Copy the listing below word for word, keeping every line as it stands.

_Supplied data:_
•••••
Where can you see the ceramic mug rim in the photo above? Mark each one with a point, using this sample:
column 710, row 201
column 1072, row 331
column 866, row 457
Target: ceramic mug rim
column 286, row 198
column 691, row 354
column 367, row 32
•••••
_Solution to this problem:_
Where can you see the ceramic mug rim in the photo above? Mark each one with a point, using this sample:
column 710, row 201
column 1072, row 331
column 866, row 457
Target: ceramic mug rim
column 286, row 198
column 691, row 354
column 367, row 32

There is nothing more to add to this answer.